What the task asks: Extract every line of the records below that contains the string "hand". Letter case counts, so only lines with that precise capitalization qualify.

Input records:
════════════════
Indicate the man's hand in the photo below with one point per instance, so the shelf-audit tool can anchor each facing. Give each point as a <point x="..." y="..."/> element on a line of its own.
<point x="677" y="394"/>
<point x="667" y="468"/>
════════════════
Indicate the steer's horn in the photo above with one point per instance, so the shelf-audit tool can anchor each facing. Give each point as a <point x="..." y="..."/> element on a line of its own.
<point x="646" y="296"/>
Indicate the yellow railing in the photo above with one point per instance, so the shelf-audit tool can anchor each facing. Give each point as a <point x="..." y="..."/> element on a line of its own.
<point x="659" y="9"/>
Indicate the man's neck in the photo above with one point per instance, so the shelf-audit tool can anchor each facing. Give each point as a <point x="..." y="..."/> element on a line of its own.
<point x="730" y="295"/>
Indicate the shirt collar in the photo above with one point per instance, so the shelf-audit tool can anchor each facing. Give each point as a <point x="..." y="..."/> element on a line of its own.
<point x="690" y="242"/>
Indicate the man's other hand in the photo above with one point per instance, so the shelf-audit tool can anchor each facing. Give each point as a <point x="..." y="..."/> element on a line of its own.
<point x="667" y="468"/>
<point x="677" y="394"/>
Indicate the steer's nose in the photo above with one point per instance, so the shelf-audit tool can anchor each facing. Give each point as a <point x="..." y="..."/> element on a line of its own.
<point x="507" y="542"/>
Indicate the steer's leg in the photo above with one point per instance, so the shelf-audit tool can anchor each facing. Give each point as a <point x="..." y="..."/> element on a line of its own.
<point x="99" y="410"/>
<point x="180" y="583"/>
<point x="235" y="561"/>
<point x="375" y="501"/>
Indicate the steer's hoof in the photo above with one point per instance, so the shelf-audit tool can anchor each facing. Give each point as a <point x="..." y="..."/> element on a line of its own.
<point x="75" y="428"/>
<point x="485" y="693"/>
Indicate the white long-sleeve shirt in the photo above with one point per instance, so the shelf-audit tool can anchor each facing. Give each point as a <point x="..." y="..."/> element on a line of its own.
════════════════
Task result:
Indicate the man's hand in the photo below with one point per instance, so the shelf-audit tool can anchor each facing. Give each point as a <point x="..." y="..."/> element on a line of its own.
Indicate the man's other hand in the photo above with one point per instance, so the shelf-audit tool can anchor each facing. Give each point as a <point x="..." y="..."/> element on a line of its own.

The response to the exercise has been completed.